• PARTS OF THE EXERCISE:
1: Write out the piece on Western Australia's beaches word for word, from "Explorer/surveyor John Forest" up to and including "the Southern Hemisphere.".
2: Extend the piece on Western Australia's beaches below with the text that would come next, starting after its final sentence.

• EXTRACT TO READ:
◆ ◆ ◆

World’s Best Beaches
Western Australia has some of the best beaches in the world.
Moreover, and just as importantly from my perspective, one can take a 4WD vehicle onto many of these beaches. And some of them are truly remote and virtually people free. And at least one of these beaches doesn’t exist anymore!
Although our adventures don’t concentrate on the coast, we do go there often enough to appreciate how lucky we are in the West to have vehicle access to magnificent beaches where we can enjoy driving on vast stretches of golden sands or, depending on where we are, bright white sands.
Some of these beaches are firm enough for long stretches of high speed travel and would present no challenge to a 2WD vehicle with tyres at road pressures (think Parry Beach, Cape Le Grand Beach). Others can be treacherous with dips, soft sand, quicksand, seaweed, gutters, rocks and host of other dangers for the unwary.
Access to many of the beaches can be a challenge while a few are just a simple drive onto the sand. Getting off Yeagarup Beach and Warren Beach up Yeagarup Hill and Callcup Hill respectively presents quite a challenge unless precisely the right tyre pressure is selected. The difficulty of the task increases as the temperature of the sand increases during the day, and the track gets chopped up by dozens of vehicles making the attempt.
In contrast, one doesn’t even need to engage 4WD to drive on or off Cape Le Grand Beach. Just follow the Camry / Civic / CX5 / Excel / Falcon / Commodore.
Below is a selection of beaches we have been fortunate enough to access during our adventures. While some are very well known others are virtually unvisited.
Every time I drive on these splendid stretches of our coast I reflect on our good fortune to live in a country blessed with such magnificent beaches within reasonable distance from home. I am thankful that I have the technology that allows such ease of access and hope that they will continue to remain ‘open’.
The beaches at Alexander Bay (WA Beaches 95-97) extend 9.5 kilometres from Ben Island in the west around to Alexander Point to the east.
Explorer/surveyor John Forest named these features after his brother during their epic transcontinental exploration in 1871.
This access point is off Alexander Road. We visited it during our Cape to Cape trip in 2016.
Bilbunya Beach (WA Beach 23) extends from the dunes at the base of the Wylie Scarp 45 kilometres to Wattle Camp. Depending on the tide the beach can be a narrow track negotiable only high up to the dunes or it can be a 100m wide, hard flat surface suitable for a land speed record attempt (much like Daytona Beach in the 1930s where speeds of 500 kph were exceeded).
Spectacular Bilbunya Dunes are awe-inspiring ‘live’ sand dunes. Numerous individual dunes exceed 100 metres in height. Contrary to what may be read elsewhere they are not the largest dunes in the Southern Hemisphere.

◆ ◆ ◆

• DATASET RECORDS:
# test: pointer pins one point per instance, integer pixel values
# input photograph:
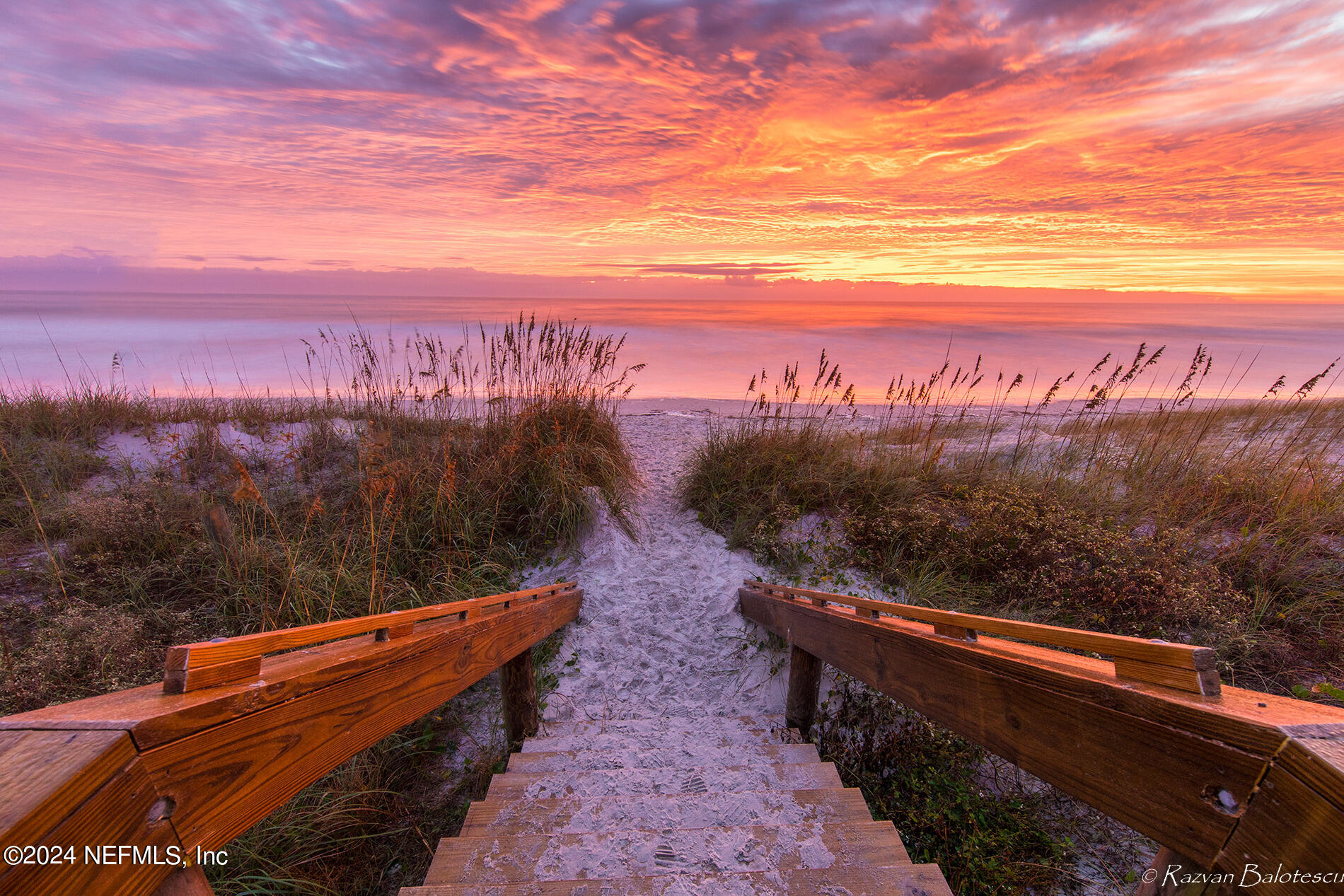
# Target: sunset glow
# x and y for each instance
(1093, 146)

◆ ◆ ◆

• FINAL ANSWERS:
1:
Explorer/surveyor John Forest named these features after his brother during their epic transcontinental exploration in 1871.
This access point is off Alexander Road. We visited it during our Cape to Cape trip in 2016.
Bilbunya Beach (WA Beach 23) extends from the dunes at the base of the Wylie Scarp 45 kilometres to Wattle Camp. Depending on the tide the beach can be a narrow track negotiable only high up to the dunes or it can be a 100m wide, hard flat surface suitable for a land speed record attempt (much like Daytona Beach in the 1930s where speeds of 500 kph were exceeded).
Spectacular Bilbunya Dunes are awe-inspiring ‘live’ sand dunes. Numerous individual dunes exceed 100 metres in height. Contrary to what may be read elsewhere they are not the largest dunes in the Southern Hemisphere.

2:
The name “Bilabalanya” was used by Nullarbor pioneer J. Carlisle in 1949 but over the years it has been corrupted to Bilbunya.
The trip to the Bilbunya Dunes in 2013 was exciting, interesting and varied. Heavy rains before we arrived presented some challenges on the tracks and through the saltpans leading in to Israelite Bay.
Boat Harbour (WA Beach 339) is a beautiful beach between Cape Riche and Pallinup River. The southern end of the beach is protected from the Southern Ocean by Black Head. It is possible to drive the full 1100 metres of the beach.
We have visited this beach a number of times while also exploring other beaches and tracks in the area.
Bremer Bay Beach
A beautiful, white, wide open beach on the south coast. Bremer Bay Beach (WA Beach 305) extends seven kilometres from John Cove in the west to James Cove in the east and is part of the larger, wider Bremer Bay.
Bremer Bay was named by Surveyor General John Septimus Roe in late 1835. He travelled to the area with Governor James Stirling on the Sally Ann and noted the name of this bay as Manyport Bay but the name is crossed out on his map and Bremer Bay inserted in its place. Roe named the bay, and the coves encompassing it, after James John Gordon Bremer, captain of the Tamar, under whom he served between 1824-1827.
Read more about the Bremer Bay trip here.
The foreshores at the south-east end of the Inlet are difficult to access whenever there is water lying around. They are at the end of a track with numerous mudholes and bogholes.
The beach at the mouth of the Inlet (WA Beach 550) is a beautiful, white sand beach.
Broke Inlet was named in 1831 by Governor James Stirling after Captain Philip Vere Broke R.N. who in 1813 was in command of HMS Shannon, a frigate of 38 guns that defeated the American ship the Chesapeake in a battle near Boston.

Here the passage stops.